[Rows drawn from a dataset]
*-*-*

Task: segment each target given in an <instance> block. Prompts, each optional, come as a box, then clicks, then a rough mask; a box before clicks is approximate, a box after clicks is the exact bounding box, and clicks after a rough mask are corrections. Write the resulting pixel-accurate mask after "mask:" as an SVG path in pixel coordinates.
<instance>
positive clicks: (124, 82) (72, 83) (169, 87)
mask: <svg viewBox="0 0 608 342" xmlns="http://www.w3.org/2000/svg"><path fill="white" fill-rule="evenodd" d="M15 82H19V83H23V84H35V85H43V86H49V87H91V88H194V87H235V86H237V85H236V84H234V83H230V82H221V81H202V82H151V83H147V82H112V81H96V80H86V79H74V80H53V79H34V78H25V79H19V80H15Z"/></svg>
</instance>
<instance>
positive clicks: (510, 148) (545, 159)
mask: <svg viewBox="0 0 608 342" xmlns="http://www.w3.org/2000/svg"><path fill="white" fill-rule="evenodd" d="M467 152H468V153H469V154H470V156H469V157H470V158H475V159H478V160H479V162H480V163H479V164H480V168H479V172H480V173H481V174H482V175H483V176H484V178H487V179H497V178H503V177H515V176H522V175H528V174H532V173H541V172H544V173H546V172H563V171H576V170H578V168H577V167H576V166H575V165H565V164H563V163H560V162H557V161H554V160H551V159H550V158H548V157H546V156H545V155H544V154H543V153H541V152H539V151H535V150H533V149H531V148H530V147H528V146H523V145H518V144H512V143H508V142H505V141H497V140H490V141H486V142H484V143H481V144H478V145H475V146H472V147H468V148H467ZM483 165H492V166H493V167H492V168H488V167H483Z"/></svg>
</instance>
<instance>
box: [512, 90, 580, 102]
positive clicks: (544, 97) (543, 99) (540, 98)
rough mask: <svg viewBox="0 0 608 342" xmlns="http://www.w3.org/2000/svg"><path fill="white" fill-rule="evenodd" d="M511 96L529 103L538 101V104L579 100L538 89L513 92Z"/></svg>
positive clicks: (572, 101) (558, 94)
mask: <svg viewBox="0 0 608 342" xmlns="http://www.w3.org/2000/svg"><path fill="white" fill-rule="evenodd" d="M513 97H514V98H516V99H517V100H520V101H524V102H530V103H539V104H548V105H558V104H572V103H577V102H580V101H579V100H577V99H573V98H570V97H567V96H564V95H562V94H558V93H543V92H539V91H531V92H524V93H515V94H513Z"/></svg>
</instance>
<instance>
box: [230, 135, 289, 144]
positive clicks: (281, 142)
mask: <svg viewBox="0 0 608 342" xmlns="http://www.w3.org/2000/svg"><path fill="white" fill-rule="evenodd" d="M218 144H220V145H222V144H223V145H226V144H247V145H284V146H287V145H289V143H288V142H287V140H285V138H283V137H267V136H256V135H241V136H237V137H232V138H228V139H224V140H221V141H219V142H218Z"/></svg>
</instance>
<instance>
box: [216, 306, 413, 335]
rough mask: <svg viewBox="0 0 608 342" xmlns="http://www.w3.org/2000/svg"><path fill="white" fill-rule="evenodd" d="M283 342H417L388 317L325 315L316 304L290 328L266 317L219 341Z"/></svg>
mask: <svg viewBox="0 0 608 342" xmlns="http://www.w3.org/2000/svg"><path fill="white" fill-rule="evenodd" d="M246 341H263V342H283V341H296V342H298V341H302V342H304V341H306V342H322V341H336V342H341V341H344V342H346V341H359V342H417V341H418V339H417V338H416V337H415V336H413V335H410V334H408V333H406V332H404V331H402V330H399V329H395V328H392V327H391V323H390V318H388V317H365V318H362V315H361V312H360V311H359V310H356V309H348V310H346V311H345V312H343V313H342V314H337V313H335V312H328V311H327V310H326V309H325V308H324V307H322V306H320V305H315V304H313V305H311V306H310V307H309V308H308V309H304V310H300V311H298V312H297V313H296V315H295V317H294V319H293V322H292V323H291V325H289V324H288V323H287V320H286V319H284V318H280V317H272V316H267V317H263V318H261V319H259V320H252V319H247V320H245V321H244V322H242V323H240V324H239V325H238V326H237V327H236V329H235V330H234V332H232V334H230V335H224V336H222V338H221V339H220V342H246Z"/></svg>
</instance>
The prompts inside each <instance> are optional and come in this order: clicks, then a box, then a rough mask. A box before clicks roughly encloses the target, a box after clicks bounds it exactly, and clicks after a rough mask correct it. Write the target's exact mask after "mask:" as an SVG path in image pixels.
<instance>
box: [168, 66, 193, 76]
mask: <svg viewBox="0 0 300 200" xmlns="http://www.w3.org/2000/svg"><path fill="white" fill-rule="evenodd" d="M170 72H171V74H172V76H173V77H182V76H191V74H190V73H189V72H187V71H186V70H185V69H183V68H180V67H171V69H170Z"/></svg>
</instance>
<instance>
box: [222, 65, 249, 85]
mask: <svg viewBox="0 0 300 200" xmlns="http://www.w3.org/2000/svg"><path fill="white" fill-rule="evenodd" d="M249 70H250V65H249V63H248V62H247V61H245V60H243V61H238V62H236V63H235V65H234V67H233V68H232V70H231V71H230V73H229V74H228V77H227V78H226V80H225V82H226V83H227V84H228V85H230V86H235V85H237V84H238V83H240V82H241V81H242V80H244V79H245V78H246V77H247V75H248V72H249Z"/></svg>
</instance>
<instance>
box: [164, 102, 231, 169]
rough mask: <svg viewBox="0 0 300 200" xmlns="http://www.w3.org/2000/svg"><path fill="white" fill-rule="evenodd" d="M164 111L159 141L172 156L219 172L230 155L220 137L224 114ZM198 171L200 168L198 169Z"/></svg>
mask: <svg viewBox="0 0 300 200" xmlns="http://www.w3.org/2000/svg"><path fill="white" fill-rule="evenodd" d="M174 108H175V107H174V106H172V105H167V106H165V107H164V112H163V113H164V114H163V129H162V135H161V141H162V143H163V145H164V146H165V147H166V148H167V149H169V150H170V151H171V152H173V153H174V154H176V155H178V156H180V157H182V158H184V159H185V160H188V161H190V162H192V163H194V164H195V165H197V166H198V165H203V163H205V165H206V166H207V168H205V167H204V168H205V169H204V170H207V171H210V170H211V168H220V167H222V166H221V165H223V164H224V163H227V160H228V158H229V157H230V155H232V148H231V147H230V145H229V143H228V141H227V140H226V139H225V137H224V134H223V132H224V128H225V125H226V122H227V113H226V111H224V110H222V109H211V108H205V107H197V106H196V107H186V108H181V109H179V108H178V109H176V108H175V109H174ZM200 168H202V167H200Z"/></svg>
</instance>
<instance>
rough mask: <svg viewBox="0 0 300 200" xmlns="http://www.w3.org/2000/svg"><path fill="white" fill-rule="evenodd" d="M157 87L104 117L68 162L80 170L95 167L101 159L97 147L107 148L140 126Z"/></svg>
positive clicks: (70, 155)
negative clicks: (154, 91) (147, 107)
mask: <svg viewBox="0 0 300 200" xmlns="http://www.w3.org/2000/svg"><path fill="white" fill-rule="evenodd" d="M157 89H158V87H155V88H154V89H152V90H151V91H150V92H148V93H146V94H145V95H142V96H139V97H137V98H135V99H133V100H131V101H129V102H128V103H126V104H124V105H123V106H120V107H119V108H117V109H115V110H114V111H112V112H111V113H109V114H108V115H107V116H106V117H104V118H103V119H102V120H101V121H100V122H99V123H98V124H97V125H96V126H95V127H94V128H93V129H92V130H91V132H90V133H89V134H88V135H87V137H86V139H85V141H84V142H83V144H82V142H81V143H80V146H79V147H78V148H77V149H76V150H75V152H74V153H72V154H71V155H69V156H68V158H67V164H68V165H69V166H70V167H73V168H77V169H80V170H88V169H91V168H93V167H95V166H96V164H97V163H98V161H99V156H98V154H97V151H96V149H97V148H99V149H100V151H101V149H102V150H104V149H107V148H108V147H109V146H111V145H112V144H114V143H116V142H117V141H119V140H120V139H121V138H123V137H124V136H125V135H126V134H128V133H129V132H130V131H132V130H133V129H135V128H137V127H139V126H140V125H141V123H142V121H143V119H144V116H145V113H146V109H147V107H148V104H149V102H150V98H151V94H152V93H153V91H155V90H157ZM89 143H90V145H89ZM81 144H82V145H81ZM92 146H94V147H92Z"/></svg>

*-*-*

**REQUEST:** Change "pixel coordinates" to "image coordinates" in the rows from the start through the line containing "positive clicks: (124, 82) (72, 83) (169, 87)", and write those lines out again with nothing else altered.

**OUTPUT FOR THIS EXERCISE:**
Task: segment each target given in an <instance> block. Prompts, each optional, come as a box, then clicks, then a rough mask; a box before clicks is approximate, a box after clicks is the exact bounding box, and clicks after a rough mask are corrections. Write the resulting pixel-accurate mask after "mask:" as an SVG path in image coordinates.
<instance>
positive clicks: (124, 82) (72, 83) (169, 87)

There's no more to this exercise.